* **Stated goal**
Can you set out every line of the entries below as a numbered list, dropping any blank lines?

* **Input data**
-------

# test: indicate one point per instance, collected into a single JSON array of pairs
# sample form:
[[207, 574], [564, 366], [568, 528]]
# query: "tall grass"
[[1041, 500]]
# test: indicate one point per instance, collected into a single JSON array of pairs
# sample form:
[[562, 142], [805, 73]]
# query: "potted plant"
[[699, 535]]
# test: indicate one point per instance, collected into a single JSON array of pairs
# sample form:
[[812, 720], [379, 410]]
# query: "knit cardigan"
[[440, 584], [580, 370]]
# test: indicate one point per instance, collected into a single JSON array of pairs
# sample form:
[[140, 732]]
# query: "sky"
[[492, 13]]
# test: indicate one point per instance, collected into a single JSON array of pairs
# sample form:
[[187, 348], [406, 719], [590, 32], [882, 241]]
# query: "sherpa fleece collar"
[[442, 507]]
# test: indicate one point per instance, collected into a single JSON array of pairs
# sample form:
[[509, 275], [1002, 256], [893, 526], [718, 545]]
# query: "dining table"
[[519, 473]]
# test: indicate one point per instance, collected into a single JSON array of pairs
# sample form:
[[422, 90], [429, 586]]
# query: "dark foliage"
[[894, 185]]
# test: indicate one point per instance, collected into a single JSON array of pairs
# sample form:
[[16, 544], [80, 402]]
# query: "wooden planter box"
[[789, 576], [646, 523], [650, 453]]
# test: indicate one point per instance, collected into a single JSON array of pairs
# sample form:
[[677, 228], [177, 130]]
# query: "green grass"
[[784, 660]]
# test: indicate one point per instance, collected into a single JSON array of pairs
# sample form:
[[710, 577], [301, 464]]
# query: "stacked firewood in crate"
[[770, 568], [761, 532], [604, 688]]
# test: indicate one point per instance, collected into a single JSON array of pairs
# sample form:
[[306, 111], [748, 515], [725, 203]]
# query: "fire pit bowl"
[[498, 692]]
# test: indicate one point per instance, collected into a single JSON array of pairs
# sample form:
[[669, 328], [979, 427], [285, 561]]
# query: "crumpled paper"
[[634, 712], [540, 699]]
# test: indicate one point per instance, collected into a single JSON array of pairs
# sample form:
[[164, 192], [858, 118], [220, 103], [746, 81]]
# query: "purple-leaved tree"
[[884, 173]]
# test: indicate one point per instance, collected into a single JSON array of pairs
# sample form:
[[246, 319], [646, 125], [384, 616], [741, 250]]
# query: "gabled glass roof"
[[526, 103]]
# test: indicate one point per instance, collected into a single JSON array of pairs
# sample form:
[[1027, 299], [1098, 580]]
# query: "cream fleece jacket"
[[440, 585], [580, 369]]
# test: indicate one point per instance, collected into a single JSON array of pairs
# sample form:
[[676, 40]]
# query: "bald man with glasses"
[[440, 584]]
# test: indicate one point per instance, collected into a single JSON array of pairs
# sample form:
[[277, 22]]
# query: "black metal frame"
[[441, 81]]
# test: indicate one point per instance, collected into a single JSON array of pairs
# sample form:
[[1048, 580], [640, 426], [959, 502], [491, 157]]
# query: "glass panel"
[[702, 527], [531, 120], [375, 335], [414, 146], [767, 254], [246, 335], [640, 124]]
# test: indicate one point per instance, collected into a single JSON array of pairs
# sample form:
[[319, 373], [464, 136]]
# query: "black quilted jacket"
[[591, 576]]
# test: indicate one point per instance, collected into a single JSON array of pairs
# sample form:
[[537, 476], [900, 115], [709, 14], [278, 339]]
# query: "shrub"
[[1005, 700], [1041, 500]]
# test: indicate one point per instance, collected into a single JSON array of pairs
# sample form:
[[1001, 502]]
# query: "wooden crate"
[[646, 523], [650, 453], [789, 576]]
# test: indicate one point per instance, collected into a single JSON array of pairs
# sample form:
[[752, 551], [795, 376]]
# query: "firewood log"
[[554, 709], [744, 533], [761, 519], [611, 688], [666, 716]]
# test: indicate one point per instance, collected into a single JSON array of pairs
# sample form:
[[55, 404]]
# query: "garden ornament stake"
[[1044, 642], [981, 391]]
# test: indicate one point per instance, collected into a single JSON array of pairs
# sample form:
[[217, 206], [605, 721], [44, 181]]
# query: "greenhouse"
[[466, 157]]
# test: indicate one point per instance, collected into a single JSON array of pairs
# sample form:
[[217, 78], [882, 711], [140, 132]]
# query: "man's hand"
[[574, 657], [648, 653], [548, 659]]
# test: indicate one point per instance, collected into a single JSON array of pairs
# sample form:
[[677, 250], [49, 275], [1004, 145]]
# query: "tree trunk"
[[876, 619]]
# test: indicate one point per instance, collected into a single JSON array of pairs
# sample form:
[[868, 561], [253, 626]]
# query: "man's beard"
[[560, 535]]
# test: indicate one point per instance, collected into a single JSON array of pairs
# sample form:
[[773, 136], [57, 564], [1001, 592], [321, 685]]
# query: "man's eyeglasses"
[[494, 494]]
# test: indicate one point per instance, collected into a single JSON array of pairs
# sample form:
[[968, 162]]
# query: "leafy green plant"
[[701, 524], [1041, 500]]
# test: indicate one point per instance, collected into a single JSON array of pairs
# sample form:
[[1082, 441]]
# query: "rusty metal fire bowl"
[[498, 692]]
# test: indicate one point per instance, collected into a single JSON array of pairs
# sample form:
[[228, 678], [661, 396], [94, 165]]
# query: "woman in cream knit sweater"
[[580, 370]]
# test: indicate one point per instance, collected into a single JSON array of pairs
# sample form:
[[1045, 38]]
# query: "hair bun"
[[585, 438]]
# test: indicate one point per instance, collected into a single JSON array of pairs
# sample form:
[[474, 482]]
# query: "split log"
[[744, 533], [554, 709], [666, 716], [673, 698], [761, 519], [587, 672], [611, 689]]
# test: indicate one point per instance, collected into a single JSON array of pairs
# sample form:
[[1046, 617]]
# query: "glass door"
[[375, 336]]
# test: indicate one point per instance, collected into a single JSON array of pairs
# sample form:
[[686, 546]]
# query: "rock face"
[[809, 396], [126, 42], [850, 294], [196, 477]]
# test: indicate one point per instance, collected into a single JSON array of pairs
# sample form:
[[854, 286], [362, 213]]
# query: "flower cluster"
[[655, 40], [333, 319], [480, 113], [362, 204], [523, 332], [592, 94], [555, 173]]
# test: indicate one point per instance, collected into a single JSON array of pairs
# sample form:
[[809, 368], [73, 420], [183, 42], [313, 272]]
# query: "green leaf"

-------

* **Solution**
1. # test: indicate one point per instance, collected into a single JSON array of pairs
2. # sample form:
3. [[207, 574], [564, 366], [568, 528]]
4. # query: "tall grass"
5. [[1041, 500]]
6. # test: indicate one point per instance, collected into a single JSON array of pairs
7. # sample form:
8. [[562, 142], [805, 73]]
9. # query: "potted plant"
10. [[699, 535]]
11. # test: indicate one point per instance, collected into a single JSON array of pairs
12. # sample form:
13. [[812, 720], [379, 410]]
14. # query: "knit cardigan"
15. [[440, 584], [580, 370]]
16. # test: indicate one point per instance, collected into a single JSON array of pairs
17. # sample form:
18. [[140, 732]]
19. # query: "sky"
20. [[492, 13]]
21. # test: indicate one point per instance, collected into a single JSON array of pairs
22. # sample form:
23. [[187, 348], [406, 719], [590, 32], [882, 241]]
24. # query: "sherpa fleece collar"
25. [[442, 507]]
26. # test: indicate one point per instance, collected into a single JSON array of pairs
27. # sample form:
28. [[509, 275], [1002, 256], [893, 526], [718, 545]]
29. # query: "dining table"
30. [[519, 473]]
31. # test: indicate one point per instance, collected into a single JSON array of pairs
32. # sample form:
33. [[422, 90], [429, 586]]
34. # query: "dark foliage"
35. [[894, 185]]
36. # test: indicate one point per instance, collected into a single JSON array of pairs
37. # sample form:
38. [[16, 544], [80, 402]]
39. # query: "wooden planter box"
40. [[789, 576], [646, 523], [650, 453]]
41. # test: indicate one point per instance, collected into a single JSON array of pairs
42. # sample form:
43. [[677, 228], [177, 130]]
44. # query: "green grass"
45. [[784, 660]]
46. # test: indicate one point per instance, collected into a single JSON array of pairs
47. # sample form:
48. [[710, 577], [301, 464]]
49. # query: "stacked firewood in crate"
50. [[770, 568], [761, 532], [604, 688]]
51. # test: indicate one point per instance, collected into a single JSON array of pairs
52. # sample form:
53. [[306, 111], [748, 515], [725, 203]]
54. # query: "fire pit bowl"
55. [[498, 692]]
56. # test: indicate one point per instance, collected into a single JSON array of pairs
57. # sample form:
58. [[669, 328], [979, 427], [285, 561]]
59. # query: "crumpled paper"
60. [[634, 712], [540, 699]]
61. # test: indicate one point per instance, collected into a single JSON array of pairs
62. # sample form:
63. [[164, 192], [858, 118], [220, 103], [746, 81]]
64. # query: "purple-leaved tree"
65. [[884, 173]]
66. # test: indicate one point per instance, collected into a single JSON array of pairs
67. # sample form:
68. [[246, 319], [646, 125], [384, 616], [741, 250]]
69. # query: "gabled glass roof"
70. [[526, 103]]
71. # test: indicate one point per instance, collected into a single JSON array of pairs
72. # sample form:
73. [[1027, 299], [1098, 580]]
74. # query: "cream fleece jacket"
75. [[440, 585], [580, 369]]
76. # test: indicate one point per instance, collected into a single JSON array of pairs
77. # sample form:
78. [[676, 40]]
79. # query: "bald man with glasses"
80. [[440, 584]]
81. # test: indicate one point per instance, collected into a single JSON array of pairs
82. # sample form:
83. [[277, 22]]
84. # query: "black metal frame"
85. [[441, 81]]
86. # test: indicate one point per instance, collected into a single JSON array of pairs
87. # sample form:
88. [[1048, 580], [640, 426], [959, 502], [491, 157]]
89. # query: "glass panel"
90. [[702, 527], [531, 120], [375, 335], [414, 146], [767, 254], [246, 335], [640, 124]]
91. # test: indicate one point per instance, collected into a single JSON array of pairs
92. # sample form:
93. [[319, 373], [464, 136]]
94. # query: "black quilted jacket"
95. [[591, 576]]
96. # test: indicate one point per instance, collected into a single JSON array of pairs
97. # sample form:
98. [[537, 476], [900, 115], [709, 14], [278, 339]]
99. # query: "shrub"
100. [[1005, 700], [1041, 500]]
101. # test: indicate one point per instance, collected into a single JSON array of pairs
102. # sample form:
103. [[1001, 502]]
104. # query: "wooden crate"
105. [[646, 523], [650, 453], [789, 576]]
106. # test: indicate one point per instance, collected into a single JSON array of pairs
107. # sample form:
108. [[752, 551], [795, 376]]
109. # query: "firewood log"
110. [[554, 709], [744, 533], [761, 519], [611, 688], [666, 716]]
111. # test: indicate one point per instance, collected into a single JSON array of pairs
112. # sample form:
113. [[55, 404]]
114. # query: "garden ornament stake"
115. [[1044, 642], [981, 391]]
116. # test: indicate one point per instance, collected into a single JSON array of pairs
117. # sample form:
118. [[217, 206], [605, 721], [44, 181]]
119. # query: "greenhouse"
120. [[466, 157]]
121. # test: indicate one point per instance, collected into a single JSON array of pairs
122. # sample form:
123. [[217, 78], [882, 711], [140, 132]]
124. # query: "man's hand"
125. [[574, 657], [648, 653], [548, 659]]
126. # test: indicate one point per instance, collected into a single JSON array of pairs
127. # sample form:
128. [[677, 250], [49, 275], [1004, 145]]
129. # query: "tree trunk"
130. [[876, 619]]
131. # test: indicate one point per instance, collected into a single JSON array of pairs
132. # sample form:
133. [[868, 561], [253, 626]]
134. # query: "man's beard"
135. [[560, 535]]
136. # test: indicate one point per instance, collected into a single JSON array of pairs
137. # sample form:
138. [[773, 136], [57, 564], [1001, 592], [321, 685]]
139. # query: "man's eyeglasses"
140. [[494, 494]]
141. # test: indicate one point per instance, collected into a single JSON array of pairs
142. # sample form:
143. [[968, 162]]
144. # query: "leafy green plant"
145. [[701, 524], [1041, 500]]
146. # test: indicate one point per instance, collected into a single JSON array of pairs
147. # sample form:
148. [[1082, 441]]
149. # query: "rusty metal fire bowl"
150. [[498, 692]]
151. # test: indicate one point per instance, collected into a single JSON array of pairs
152. # sample form:
153. [[228, 678], [661, 396], [94, 165]]
154. # query: "woman in cream knit sweater"
155. [[580, 370]]
156. # test: indicate one point per instance, collected into a single JSON array of pairs
157. # sample form:
158. [[1045, 38]]
159. # query: "hair bun"
160. [[585, 438]]
161. # test: indicate one point per instance, collected into a single JSON array of pairs
162. # sample form:
163. [[474, 482]]
164. # query: "split log"
165. [[744, 533], [554, 709], [666, 716], [673, 698], [761, 519], [587, 672], [611, 689]]
166. # test: indicate one point per instance, collected into a single JSON array of pairs
167. # sample form:
168. [[1046, 617]]
169. # query: "glass door"
170. [[375, 336]]
171. # test: indicate one point per instance, collected into a single JSON array of pairs
172. # sample form:
173. [[686, 546]]
174. # query: "rock face"
175. [[809, 396], [126, 42], [850, 294], [196, 477]]
176. # test: indicate one point per instance, collected into a single JSON array of pairs
177. # sample form:
178. [[854, 286], [362, 213]]
179. # query: "flower cluster"
180. [[655, 40], [333, 319], [480, 113], [362, 204], [523, 332], [592, 94], [555, 173]]
181. # test: indicate one point per instance, collected into a single JSON array of pairs
182. # sample form:
183. [[809, 368], [73, 420], [183, 42], [313, 272]]
184. # query: "green leaf"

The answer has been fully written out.